Convert every line of the records below into a JSON list of strings, one string per line, and leave out any blank lines.

Raw records —
****************************************

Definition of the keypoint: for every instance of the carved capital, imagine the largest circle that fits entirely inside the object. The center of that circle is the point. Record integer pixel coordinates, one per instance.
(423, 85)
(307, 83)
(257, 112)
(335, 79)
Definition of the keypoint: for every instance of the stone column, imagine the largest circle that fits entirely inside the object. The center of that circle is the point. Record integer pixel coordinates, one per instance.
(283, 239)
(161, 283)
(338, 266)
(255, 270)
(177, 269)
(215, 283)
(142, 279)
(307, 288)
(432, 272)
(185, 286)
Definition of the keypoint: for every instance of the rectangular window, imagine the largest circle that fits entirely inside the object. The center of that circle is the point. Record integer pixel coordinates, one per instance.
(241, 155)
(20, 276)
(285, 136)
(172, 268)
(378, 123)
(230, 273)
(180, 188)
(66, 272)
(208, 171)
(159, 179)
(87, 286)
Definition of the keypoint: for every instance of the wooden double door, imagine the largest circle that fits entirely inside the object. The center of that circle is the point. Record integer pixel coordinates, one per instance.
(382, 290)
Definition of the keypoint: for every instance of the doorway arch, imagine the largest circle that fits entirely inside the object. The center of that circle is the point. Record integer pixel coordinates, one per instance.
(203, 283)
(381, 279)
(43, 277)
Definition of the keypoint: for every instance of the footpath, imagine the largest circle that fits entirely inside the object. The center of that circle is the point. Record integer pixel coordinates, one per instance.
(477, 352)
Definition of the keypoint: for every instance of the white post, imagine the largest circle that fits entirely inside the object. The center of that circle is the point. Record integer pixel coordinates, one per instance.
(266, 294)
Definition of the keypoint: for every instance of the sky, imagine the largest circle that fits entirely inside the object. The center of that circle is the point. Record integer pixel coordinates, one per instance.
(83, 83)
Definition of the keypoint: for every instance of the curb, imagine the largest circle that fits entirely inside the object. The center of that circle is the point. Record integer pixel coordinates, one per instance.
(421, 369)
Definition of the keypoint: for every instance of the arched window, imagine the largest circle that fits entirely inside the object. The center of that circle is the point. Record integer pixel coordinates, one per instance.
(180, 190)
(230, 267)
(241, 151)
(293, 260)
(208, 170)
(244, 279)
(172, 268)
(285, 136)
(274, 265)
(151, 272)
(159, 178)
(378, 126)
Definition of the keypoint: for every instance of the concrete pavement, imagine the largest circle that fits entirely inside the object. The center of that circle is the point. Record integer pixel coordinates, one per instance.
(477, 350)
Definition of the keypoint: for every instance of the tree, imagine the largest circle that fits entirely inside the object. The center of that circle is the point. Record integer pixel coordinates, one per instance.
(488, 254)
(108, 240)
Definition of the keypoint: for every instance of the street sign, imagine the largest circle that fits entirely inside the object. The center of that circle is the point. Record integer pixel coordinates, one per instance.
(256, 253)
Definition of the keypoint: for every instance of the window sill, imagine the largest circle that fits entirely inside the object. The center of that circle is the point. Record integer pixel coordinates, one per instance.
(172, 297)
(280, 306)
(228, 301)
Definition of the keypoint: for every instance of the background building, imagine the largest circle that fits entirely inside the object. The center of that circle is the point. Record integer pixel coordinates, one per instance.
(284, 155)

****************************************

Expected answer —
[
  "Definition of the keypoint: for every instance of the carved capital, imagine the largest circle that fits entirely inside the object. The center of that circle is the point. Record integer pixel coordinates, one per instance.",
  "(423, 85)",
  "(307, 83)",
  "(257, 112)",
  "(335, 79)",
  "Definition of the keypoint: for every instance of the stone column, imagine the largest circle that fits entirely inside the object. The center of that circle is the point. Record integer pixel coordinates, one per instance.",
  "(283, 239)",
  "(161, 283)",
  "(338, 266)",
  "(255, 270)",
  "(177, 269)",
  "(215, 283)",
  "(142, 279)",
  "(307, 288)",
  "(432, 272)",
  "(185, 286)",
  "Definition of the keypoint: for every instance of the rectangular window, imagine the largest circle that fits entirely inside the object. The center of that circle is the point. Record integer pixel coordinates, one per instance.",
  "(241, 155)",
  "(20, 276)",
  "(285, 136)",
  "(172, 268)",
  "(378, 123)",
  "(230, 273)",
  "(180, 188)",
  "(66, 272)",
  "(208, 171)",
  "(159, 179)",
  "(87, 286)",
  "Definition of the keypoint: for every instance of the wooden double door, imagine the largest circle that fits entirely inside the object. The center of that circle is the point. Record integer pixel coordinates, one per instance.",
  "(382, 290)",
  "Definition of the keypoint: for every instance of the doorway arch, imagine the largest circle that fits entirely inside the object. The center of that circle is the point. Record integer pixel coordinates, one per instance.",
  "(203, 283)",
  "(381, 279)",
  "(43, 277)",
  "Definition of the keypoint: for every instance of the footpath, imagine the largest circle that fits entirely inside the object. The center of that circle is the point. Record integer pixel coordinates, one per instance.",
  "(477, 352)",
  "Definition of the keypoint: for every instance of the white post, imagine the largest circle that fits entirely inside the object. The center of that circle is the point. Record integer pixel coordinates, one per instance.",
  "(266, 294)",
  "Definition of the keypoint: for every instance of the sky, imagine the largest circle that fits entirely inside the object. The center of that circle is the point. Record integer pixel coordinates, one per instance.",
  "(83, 83)",
  "Definition of the keypoint: for every instance of the curb, imagine the largest circle that fits entirely inside the object. The center of that circle is the point. Record integer pixel coordinates, one per instance.",
  "(421, 369)",
  "Definition of the keypoint: for every instance of the arched window, imagine the largest circle that fits entirely inside the object. The center of that circle is the point. Record integer pixel coordinates, one per instance.",
  "(180, 190)",
  "(230, 267)",
  "(241, 151)",
  "(293, 260)",
  "(208, 170)",
  "(244, 279)",
  "(172, 268)",
  "(285, 136)",
  "(274, 265)",
  "(151, 272)",
  "(159, 178)",
  "(378, 126)",
  "Definition of the keypoint: for every instance of the concrete pavement, imagine the largest circle that fits entirely inside the object. The center of that circle is the point. Record integer pixel coordinates, one per instance.",
  "(477, 350)",
  "Definition of the keypoint: for every instance of the tree, imagine the largest circle that fits entirely inside the object. The center of that circle is the point. Record integer pixel coordinates, one per instance.",
  "(488, 254)",
  "(108, 240)",
  "Definition of the keypoint: for every instance of the street sign, imagine the largest circle that fits entirely inside the object. The center of that circle is the point. Record integer pixel coordinates, one per instance.",
  "(256, 253)",
  "Definition of the keypoint: for every instance of the window sill, imagine the largest circle that fits entirely inside the object. The center of that circle is the point. Record integer pixel coordinates, one per instance.",
  "(172, 297)",
  "(280, 306)",
  "(228, 301)",
  "Definition of the keypoint: for every instance of the background building, imagine the largest circle that fits entirely inside the object. The center of that circle is the point. Record integer pixel coordinates, one per instance.",
  "(284, 155)"
]